## Exercise:
Update the data starting at the line containing "Where can the bird's wing" and ending at the last line of the data, changing "bird's wing" to "bird's tail" and leaving everything else the same.

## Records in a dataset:
_ _ _ _ _ _ _

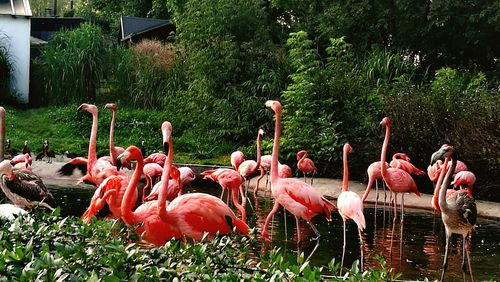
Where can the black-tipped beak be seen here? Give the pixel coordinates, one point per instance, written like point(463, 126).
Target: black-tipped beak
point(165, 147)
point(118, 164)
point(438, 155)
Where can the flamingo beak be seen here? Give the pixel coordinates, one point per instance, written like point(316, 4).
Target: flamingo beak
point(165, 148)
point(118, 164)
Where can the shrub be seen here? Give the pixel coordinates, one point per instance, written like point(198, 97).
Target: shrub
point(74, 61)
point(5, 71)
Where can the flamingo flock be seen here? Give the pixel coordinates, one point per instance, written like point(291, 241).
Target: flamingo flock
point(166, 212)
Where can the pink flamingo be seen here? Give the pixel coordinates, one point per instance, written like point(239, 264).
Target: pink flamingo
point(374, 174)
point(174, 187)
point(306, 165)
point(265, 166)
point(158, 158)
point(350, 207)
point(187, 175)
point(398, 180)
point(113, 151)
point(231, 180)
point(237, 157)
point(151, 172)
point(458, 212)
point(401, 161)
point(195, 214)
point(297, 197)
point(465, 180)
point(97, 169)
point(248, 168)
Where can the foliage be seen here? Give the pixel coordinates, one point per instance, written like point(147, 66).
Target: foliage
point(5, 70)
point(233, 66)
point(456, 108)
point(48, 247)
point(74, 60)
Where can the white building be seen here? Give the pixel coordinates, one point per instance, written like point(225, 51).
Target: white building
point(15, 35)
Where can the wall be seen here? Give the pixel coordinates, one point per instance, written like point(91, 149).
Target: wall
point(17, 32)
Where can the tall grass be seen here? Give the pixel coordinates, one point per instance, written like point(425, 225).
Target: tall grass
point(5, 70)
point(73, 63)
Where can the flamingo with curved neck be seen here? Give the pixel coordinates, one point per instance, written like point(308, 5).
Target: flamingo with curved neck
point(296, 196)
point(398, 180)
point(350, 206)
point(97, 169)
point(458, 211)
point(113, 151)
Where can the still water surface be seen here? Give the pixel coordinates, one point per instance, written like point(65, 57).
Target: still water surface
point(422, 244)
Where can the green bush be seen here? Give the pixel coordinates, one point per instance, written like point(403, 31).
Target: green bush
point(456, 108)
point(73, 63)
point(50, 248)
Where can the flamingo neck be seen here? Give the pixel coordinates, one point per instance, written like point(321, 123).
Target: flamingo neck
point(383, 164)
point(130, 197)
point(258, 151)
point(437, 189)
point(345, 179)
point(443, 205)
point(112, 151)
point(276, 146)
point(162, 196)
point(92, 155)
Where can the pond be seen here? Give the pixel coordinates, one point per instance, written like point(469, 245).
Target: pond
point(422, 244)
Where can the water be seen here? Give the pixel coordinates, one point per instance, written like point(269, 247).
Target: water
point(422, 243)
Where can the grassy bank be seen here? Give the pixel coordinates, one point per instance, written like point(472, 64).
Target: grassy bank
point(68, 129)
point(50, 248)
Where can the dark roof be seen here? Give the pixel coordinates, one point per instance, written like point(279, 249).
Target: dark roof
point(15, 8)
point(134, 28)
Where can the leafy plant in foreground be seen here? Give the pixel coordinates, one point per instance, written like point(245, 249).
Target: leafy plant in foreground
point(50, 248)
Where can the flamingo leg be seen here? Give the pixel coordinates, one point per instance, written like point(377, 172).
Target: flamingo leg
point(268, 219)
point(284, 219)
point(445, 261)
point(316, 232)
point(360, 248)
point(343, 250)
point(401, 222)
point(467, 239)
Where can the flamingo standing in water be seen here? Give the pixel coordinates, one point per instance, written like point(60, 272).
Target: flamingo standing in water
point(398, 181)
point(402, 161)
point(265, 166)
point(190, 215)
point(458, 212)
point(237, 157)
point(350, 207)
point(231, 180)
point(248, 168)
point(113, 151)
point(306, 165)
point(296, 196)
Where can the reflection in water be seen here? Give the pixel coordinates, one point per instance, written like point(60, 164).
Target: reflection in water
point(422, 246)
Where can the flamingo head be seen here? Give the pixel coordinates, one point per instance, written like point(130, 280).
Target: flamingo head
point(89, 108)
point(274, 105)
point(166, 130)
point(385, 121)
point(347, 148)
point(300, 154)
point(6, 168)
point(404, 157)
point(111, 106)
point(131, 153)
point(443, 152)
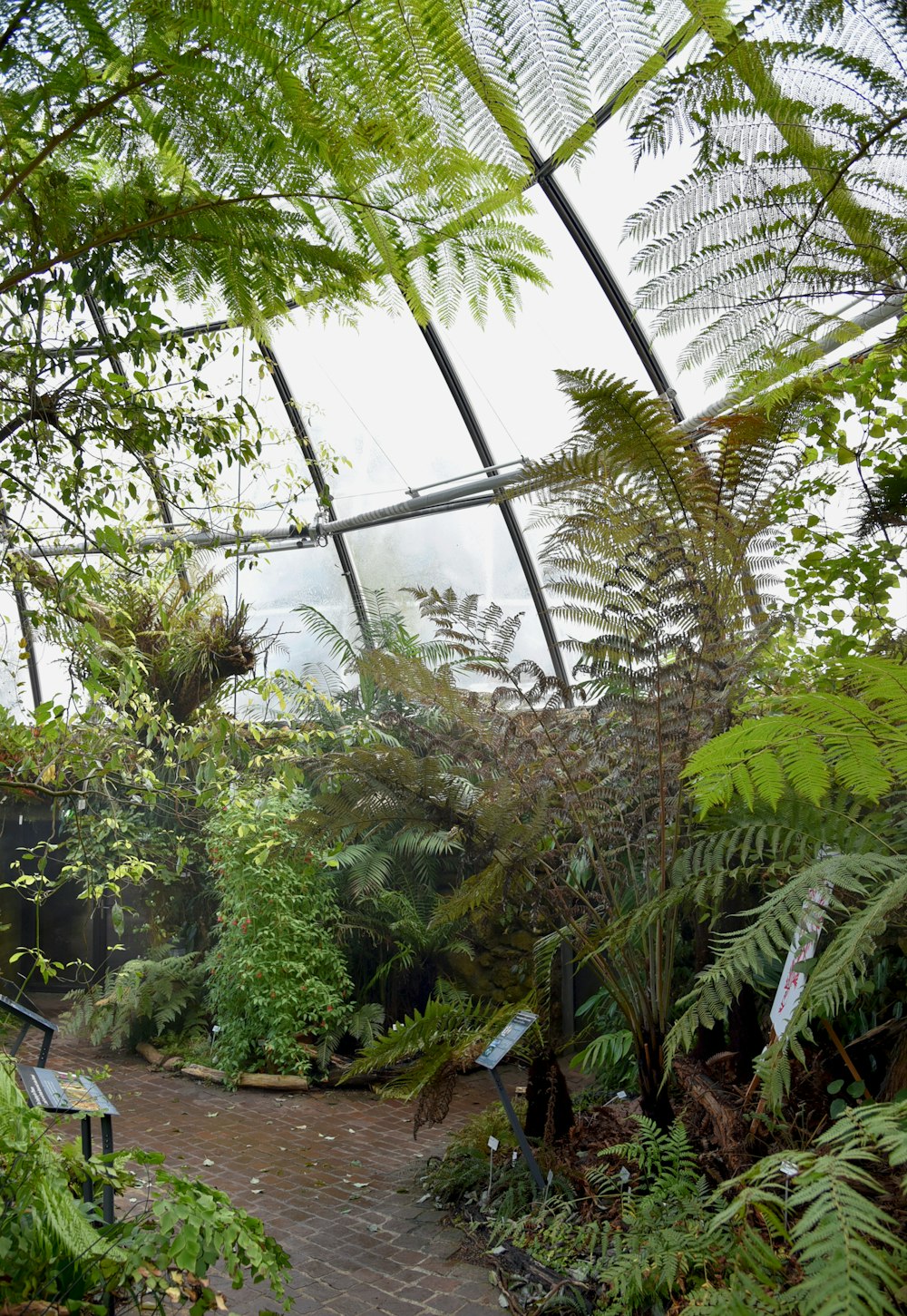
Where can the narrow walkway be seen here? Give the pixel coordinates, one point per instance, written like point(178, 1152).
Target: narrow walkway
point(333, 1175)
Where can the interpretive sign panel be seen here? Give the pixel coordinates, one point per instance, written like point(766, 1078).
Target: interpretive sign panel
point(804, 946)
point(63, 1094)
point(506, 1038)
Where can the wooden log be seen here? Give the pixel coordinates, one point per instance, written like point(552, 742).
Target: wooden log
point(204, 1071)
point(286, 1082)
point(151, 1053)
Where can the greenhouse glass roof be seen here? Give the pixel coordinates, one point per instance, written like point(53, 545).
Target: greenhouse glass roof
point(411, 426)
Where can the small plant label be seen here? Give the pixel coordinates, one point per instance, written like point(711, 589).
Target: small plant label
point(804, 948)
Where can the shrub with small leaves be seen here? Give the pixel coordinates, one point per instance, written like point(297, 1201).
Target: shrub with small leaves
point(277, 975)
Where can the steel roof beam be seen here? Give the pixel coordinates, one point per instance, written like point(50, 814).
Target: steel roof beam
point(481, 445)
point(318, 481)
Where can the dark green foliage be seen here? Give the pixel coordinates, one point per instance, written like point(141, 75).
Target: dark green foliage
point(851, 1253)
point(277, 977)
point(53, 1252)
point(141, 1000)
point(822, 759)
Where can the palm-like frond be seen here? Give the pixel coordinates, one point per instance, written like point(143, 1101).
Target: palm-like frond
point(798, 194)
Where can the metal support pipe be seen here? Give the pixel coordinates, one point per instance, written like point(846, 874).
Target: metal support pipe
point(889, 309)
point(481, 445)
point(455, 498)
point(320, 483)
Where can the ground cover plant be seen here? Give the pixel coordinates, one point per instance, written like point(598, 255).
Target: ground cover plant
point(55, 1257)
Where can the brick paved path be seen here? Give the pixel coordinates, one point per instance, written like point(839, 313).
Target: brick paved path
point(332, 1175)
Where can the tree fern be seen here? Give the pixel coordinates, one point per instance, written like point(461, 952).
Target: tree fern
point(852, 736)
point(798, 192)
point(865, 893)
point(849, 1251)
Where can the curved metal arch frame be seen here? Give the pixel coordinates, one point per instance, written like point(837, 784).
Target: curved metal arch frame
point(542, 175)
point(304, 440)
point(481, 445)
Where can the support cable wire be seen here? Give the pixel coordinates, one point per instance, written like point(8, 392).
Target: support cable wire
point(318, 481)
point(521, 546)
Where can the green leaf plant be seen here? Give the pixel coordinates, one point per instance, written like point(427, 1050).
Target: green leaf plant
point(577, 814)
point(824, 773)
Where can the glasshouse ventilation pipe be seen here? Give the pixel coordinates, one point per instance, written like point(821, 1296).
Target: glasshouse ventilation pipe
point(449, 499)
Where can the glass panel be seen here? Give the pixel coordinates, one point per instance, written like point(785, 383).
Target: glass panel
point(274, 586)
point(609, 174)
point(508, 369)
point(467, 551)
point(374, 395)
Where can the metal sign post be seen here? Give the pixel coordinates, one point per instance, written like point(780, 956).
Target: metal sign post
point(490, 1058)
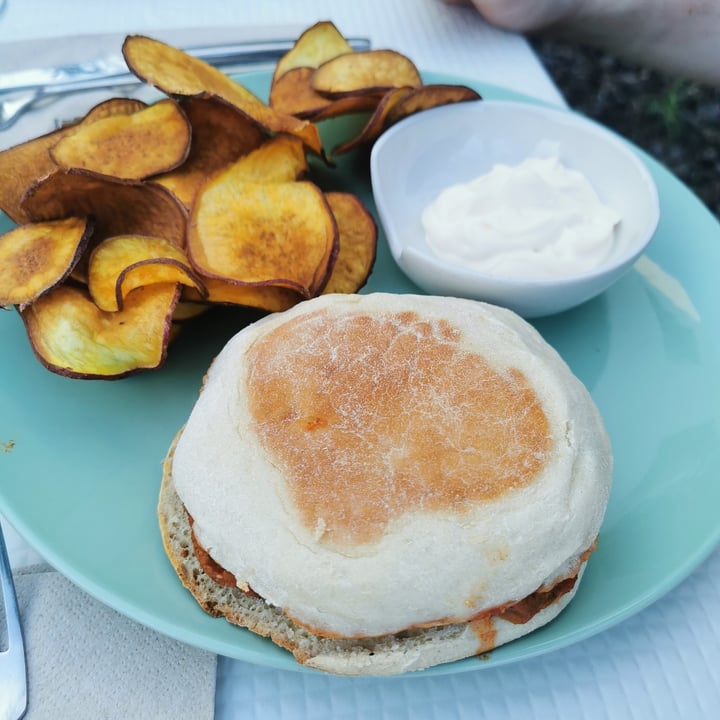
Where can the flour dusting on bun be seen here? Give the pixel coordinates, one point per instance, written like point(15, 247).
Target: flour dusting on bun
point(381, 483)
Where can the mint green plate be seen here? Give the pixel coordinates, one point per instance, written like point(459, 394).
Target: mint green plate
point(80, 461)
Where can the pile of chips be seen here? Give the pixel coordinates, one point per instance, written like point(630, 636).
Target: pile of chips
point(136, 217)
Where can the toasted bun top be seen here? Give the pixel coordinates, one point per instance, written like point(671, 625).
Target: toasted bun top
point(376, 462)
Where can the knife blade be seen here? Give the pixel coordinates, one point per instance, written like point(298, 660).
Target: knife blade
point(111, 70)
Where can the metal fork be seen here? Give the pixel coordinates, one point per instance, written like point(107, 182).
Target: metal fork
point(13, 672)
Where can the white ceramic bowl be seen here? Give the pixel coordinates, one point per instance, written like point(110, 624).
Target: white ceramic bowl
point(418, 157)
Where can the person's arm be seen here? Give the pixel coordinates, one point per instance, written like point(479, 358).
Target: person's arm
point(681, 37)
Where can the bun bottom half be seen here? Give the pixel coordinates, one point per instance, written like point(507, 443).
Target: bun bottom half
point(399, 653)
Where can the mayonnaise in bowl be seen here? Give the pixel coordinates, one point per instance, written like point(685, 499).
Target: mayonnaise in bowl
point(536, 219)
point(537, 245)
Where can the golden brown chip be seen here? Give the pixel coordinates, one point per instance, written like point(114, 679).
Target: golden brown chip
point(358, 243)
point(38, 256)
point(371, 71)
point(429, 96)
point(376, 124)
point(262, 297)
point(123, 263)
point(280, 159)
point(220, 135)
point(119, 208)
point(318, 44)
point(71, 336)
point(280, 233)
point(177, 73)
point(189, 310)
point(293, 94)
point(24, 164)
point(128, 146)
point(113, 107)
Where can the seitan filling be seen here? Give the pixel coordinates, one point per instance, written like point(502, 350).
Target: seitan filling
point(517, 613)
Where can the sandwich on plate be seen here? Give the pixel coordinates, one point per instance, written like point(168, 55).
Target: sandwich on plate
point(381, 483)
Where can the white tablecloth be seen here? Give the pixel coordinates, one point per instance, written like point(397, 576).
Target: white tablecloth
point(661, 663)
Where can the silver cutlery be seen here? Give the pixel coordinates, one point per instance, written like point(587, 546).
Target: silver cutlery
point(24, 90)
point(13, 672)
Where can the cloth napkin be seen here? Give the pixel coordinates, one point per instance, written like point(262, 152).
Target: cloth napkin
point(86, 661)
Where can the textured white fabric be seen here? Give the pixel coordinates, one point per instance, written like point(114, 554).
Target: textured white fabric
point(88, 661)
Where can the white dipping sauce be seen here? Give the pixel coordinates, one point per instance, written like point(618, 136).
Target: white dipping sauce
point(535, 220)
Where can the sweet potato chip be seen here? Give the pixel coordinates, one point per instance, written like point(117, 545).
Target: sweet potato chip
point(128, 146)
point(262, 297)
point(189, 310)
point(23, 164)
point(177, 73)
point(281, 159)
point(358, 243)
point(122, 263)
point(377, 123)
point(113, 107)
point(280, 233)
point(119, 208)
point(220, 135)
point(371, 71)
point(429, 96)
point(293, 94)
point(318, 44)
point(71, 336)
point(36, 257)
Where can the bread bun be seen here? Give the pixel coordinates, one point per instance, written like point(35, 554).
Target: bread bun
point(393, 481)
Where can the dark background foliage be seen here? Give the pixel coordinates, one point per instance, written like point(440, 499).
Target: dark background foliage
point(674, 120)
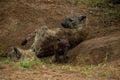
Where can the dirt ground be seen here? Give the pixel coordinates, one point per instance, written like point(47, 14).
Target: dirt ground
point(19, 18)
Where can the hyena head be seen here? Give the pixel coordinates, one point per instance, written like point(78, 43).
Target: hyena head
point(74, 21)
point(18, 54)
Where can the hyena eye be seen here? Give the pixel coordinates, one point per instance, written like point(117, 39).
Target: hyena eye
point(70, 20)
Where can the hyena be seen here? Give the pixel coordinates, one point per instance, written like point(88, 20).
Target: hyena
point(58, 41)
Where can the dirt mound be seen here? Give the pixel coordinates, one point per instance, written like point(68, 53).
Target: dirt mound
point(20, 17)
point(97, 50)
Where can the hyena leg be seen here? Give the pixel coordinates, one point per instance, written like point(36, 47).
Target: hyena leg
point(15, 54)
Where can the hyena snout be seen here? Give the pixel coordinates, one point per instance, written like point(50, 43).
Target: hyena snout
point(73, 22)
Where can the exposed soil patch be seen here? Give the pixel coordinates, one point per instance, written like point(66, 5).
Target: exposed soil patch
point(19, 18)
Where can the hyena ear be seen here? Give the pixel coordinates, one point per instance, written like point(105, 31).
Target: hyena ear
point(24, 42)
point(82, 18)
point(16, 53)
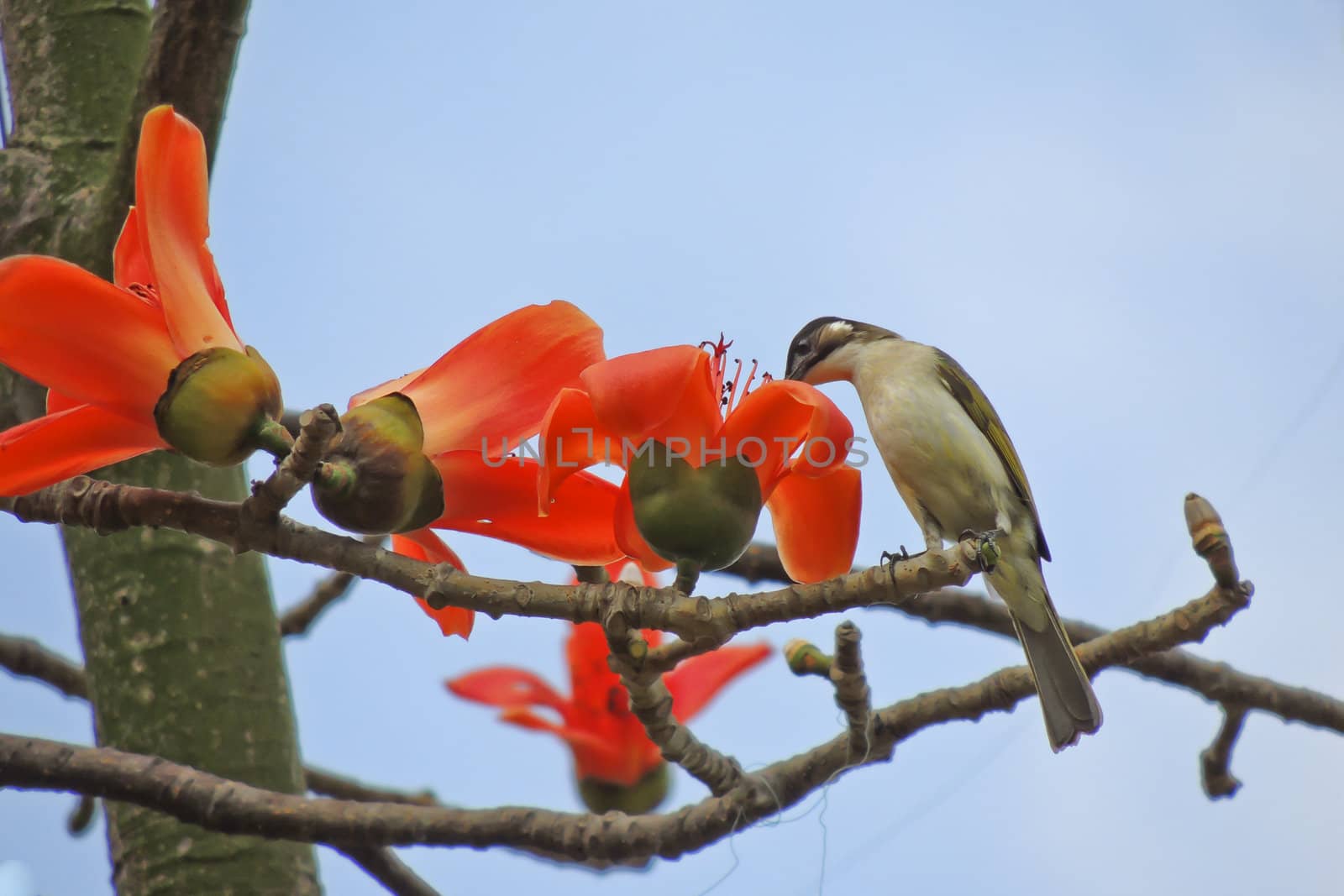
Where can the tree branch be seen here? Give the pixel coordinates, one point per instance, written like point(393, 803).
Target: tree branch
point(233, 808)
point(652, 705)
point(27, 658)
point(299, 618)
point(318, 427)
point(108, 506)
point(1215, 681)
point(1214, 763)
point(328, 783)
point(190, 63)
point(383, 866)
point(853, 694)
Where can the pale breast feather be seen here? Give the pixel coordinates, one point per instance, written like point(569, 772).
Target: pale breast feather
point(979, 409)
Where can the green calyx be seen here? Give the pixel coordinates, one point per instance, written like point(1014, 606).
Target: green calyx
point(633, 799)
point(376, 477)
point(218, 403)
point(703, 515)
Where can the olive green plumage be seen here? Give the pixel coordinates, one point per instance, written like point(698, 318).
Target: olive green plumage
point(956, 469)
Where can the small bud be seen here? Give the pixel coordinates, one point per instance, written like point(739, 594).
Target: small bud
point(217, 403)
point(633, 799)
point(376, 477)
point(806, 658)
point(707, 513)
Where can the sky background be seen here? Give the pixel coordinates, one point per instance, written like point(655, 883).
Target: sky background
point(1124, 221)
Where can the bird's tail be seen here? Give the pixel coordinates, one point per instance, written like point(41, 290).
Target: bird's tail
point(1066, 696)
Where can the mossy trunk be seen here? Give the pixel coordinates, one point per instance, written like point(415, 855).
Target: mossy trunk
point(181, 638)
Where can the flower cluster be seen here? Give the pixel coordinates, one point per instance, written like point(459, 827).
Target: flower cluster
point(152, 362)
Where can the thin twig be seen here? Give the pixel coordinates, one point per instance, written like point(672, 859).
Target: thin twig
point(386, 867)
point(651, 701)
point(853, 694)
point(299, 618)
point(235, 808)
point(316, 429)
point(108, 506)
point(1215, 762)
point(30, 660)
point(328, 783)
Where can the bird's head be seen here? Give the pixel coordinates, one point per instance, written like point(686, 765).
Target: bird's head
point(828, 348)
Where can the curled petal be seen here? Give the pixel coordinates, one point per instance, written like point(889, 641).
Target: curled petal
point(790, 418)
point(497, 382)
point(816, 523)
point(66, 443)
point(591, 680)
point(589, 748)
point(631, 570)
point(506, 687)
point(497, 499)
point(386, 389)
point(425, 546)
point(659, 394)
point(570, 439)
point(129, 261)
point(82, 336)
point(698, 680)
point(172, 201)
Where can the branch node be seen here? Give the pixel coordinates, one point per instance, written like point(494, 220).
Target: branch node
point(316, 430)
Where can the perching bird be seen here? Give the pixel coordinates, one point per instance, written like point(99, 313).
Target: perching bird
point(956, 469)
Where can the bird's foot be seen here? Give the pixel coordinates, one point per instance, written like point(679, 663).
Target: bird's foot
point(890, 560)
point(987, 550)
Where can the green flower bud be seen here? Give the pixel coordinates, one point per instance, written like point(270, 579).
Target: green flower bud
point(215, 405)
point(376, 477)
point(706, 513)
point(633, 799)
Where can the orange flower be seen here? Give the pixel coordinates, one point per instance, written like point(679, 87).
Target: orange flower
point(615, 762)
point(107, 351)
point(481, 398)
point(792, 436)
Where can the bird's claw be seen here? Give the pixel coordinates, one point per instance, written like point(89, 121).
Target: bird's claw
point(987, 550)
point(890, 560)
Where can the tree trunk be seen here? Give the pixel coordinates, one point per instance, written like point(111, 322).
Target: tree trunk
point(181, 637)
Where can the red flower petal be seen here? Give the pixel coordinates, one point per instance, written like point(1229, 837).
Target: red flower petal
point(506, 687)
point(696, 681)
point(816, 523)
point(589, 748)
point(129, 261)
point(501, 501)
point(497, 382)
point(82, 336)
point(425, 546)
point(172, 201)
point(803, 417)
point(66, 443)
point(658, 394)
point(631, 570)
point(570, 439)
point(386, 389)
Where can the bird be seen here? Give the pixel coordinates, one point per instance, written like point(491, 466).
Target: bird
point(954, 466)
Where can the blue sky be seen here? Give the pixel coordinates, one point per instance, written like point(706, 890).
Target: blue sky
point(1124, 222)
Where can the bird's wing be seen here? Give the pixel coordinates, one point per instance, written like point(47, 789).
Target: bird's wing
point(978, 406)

_ _ _ _ _ _ _

## Final answer:
Where can the bird's tail be seen here? Give the pixel coordinates, one point per instance, written like point(47, 789).
Target: bird's tail
point(978, 406)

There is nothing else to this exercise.